[Dataset records on where objects are located]
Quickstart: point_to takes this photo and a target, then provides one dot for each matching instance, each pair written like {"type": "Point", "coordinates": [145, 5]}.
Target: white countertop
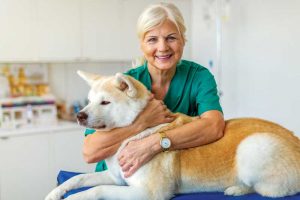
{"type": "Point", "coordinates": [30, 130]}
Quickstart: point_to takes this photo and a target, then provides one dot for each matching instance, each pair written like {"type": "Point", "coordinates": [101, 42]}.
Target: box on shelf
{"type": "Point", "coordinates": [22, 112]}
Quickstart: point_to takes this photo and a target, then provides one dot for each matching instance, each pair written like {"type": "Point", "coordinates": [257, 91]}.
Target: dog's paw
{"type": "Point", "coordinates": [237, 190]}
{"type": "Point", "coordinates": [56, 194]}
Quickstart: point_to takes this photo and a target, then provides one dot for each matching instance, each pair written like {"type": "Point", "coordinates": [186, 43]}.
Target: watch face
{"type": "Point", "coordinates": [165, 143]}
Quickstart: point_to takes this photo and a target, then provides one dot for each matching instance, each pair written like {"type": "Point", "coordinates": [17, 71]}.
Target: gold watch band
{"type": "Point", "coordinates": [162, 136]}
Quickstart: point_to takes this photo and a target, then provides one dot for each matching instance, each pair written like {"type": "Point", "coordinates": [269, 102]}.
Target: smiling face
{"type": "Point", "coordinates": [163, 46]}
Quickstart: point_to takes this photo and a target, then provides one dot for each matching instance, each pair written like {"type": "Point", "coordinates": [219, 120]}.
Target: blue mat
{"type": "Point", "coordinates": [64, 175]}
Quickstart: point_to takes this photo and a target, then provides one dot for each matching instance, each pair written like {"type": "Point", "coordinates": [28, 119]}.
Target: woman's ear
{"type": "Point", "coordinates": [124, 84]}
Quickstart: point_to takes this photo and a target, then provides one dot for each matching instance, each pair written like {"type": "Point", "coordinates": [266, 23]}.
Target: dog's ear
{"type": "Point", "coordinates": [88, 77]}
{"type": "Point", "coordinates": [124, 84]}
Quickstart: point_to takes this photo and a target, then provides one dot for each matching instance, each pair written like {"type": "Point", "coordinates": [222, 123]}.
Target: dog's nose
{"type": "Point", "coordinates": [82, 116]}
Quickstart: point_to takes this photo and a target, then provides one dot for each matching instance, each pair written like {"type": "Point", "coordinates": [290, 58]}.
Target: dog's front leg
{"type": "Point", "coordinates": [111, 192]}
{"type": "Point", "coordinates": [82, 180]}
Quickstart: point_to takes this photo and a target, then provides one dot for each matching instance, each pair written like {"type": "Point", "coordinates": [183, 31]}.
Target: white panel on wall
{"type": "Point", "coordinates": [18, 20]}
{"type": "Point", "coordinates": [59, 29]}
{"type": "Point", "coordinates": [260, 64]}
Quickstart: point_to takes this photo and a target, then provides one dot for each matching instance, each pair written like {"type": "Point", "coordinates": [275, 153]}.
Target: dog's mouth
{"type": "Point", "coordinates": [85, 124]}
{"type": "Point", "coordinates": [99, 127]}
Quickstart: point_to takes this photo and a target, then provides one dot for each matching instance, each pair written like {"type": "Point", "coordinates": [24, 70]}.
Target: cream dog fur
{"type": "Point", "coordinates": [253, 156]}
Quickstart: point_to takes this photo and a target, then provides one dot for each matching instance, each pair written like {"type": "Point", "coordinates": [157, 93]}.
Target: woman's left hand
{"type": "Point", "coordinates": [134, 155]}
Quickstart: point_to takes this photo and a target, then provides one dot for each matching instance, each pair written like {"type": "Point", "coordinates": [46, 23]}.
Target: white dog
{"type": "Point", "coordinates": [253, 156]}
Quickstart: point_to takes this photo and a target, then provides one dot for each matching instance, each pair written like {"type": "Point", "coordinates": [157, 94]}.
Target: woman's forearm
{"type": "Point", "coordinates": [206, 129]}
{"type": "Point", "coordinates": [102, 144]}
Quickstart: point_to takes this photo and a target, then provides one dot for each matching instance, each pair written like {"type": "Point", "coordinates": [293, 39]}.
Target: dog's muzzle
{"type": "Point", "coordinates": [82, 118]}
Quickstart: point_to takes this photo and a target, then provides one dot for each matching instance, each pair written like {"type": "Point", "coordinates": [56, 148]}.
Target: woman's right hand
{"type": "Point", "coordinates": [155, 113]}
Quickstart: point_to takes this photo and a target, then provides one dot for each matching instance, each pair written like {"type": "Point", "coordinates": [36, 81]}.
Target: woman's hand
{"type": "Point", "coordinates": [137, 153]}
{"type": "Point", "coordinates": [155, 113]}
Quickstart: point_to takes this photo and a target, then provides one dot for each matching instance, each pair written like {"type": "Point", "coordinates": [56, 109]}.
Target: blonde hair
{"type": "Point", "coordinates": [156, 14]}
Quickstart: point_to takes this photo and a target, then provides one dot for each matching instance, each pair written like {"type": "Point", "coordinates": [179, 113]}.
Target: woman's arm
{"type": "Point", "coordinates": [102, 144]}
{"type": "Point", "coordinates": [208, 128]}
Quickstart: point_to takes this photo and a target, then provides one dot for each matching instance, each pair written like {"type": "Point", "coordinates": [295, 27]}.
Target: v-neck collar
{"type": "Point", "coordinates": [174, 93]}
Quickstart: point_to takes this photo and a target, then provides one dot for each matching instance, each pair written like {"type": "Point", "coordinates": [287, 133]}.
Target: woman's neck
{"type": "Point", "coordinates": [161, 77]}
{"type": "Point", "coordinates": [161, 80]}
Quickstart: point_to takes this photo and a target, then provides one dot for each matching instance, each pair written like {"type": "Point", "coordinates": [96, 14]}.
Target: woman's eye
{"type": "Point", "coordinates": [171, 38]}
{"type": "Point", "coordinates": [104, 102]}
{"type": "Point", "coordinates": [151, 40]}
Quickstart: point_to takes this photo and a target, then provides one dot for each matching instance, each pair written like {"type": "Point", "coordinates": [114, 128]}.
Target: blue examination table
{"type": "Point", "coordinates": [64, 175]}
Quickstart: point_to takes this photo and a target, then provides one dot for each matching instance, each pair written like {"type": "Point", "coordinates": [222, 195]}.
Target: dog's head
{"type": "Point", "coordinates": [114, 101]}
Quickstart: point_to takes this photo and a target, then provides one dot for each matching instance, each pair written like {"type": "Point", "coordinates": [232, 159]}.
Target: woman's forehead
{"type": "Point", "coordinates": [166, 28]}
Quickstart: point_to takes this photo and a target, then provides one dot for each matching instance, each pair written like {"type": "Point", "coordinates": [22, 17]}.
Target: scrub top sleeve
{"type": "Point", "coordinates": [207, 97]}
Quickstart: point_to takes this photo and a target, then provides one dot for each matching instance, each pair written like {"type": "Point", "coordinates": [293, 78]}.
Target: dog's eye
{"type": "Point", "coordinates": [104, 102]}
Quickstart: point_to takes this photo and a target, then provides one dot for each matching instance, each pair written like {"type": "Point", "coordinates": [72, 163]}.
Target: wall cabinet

--

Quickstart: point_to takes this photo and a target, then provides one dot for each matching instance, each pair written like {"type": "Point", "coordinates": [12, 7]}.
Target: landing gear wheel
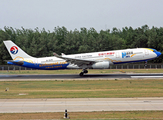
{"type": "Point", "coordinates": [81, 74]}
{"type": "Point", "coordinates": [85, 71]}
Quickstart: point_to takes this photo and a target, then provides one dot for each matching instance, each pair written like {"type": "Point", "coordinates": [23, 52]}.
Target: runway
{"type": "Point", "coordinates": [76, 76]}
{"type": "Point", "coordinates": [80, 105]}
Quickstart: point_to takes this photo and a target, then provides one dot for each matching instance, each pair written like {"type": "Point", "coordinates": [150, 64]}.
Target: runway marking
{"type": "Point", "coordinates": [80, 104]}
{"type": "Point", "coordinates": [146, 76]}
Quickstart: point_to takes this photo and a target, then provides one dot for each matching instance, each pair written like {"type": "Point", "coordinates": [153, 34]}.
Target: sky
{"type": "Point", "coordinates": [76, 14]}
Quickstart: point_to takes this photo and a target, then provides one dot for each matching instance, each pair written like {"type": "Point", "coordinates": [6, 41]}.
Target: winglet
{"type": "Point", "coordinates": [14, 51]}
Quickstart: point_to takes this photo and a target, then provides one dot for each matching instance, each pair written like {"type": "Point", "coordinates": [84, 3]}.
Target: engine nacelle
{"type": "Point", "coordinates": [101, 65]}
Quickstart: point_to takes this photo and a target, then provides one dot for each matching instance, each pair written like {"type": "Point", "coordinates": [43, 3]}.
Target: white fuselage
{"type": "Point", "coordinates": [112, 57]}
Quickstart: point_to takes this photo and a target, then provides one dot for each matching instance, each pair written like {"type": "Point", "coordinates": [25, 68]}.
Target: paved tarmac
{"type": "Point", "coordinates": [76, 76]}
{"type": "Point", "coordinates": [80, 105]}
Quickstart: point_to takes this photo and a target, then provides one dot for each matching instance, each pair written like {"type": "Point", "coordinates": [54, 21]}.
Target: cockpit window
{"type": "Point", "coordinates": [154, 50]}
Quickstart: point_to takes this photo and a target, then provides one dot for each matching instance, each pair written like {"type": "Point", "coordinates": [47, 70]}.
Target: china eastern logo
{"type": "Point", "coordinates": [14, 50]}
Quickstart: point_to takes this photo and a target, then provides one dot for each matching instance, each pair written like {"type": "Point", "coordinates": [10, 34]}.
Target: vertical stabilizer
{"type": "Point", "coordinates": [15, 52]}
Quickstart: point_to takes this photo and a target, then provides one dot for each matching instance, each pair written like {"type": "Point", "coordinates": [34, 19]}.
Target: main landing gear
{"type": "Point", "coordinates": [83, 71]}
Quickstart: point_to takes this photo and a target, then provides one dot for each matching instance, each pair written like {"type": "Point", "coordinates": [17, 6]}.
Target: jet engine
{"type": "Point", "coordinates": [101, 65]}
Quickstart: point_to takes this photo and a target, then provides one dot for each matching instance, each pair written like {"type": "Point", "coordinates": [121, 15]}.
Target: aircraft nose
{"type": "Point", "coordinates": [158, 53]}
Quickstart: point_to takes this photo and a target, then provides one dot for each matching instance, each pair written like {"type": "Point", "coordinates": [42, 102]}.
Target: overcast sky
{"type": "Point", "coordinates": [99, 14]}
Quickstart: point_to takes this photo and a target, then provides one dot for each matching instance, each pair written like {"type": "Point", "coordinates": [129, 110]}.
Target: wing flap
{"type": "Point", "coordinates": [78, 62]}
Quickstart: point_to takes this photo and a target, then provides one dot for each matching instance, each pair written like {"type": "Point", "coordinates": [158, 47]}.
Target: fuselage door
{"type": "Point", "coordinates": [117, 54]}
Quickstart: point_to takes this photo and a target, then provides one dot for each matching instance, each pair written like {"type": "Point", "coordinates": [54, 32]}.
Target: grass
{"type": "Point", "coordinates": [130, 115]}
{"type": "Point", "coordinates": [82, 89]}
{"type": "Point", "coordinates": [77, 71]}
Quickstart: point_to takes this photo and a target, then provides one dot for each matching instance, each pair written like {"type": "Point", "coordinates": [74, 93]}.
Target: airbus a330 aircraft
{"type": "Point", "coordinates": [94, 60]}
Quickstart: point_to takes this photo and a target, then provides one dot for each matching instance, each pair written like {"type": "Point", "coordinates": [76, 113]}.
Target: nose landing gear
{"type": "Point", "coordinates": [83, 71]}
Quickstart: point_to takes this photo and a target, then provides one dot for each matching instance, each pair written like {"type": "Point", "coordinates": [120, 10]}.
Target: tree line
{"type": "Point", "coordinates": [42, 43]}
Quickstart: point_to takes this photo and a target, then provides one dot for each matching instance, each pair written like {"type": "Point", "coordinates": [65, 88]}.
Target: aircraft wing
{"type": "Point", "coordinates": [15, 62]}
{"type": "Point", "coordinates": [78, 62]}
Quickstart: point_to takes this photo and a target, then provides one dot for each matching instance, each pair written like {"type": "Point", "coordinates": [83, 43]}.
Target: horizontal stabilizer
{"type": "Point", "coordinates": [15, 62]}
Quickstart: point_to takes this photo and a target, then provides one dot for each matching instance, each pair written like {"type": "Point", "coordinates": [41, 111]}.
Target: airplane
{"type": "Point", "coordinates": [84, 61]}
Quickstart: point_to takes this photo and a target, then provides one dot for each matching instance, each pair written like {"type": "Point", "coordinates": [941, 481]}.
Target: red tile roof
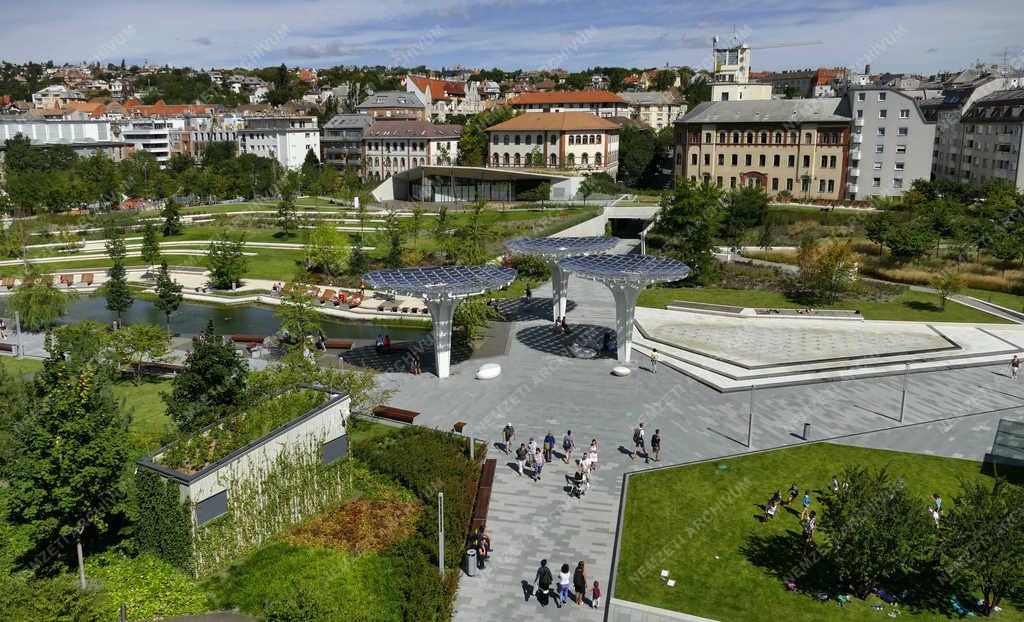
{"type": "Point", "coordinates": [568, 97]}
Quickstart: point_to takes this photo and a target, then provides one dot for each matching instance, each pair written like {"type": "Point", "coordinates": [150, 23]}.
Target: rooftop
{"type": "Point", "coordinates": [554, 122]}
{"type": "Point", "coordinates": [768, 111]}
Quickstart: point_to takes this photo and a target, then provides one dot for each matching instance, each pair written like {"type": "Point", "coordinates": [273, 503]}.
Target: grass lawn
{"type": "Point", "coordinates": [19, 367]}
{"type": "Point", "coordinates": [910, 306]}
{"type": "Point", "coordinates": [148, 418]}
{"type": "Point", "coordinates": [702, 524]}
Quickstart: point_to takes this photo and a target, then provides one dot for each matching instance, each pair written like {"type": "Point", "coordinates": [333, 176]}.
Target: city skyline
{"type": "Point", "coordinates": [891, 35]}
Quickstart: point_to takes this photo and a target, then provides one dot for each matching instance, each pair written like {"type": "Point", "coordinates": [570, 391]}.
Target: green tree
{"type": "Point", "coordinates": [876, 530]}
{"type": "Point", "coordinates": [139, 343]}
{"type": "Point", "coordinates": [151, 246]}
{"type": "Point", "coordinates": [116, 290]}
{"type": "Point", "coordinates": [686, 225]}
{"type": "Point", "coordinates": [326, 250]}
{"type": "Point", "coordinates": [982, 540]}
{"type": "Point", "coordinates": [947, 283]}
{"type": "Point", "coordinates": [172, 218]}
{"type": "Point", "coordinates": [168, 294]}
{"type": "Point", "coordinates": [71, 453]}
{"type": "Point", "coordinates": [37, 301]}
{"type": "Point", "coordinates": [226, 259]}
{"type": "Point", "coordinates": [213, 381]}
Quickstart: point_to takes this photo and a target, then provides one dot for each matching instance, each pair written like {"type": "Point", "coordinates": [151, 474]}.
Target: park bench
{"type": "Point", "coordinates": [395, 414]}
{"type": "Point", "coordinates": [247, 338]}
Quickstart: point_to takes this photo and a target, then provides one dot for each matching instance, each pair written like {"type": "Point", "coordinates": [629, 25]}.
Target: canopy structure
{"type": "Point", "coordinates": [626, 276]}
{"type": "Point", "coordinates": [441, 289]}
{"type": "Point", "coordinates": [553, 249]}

- What to do -
Extract every line in the records that contains the word "hand", and note that case counts.

- Answer to the problem -
Target: woman's left hand
Target: woman's right hand
Target: woman's hand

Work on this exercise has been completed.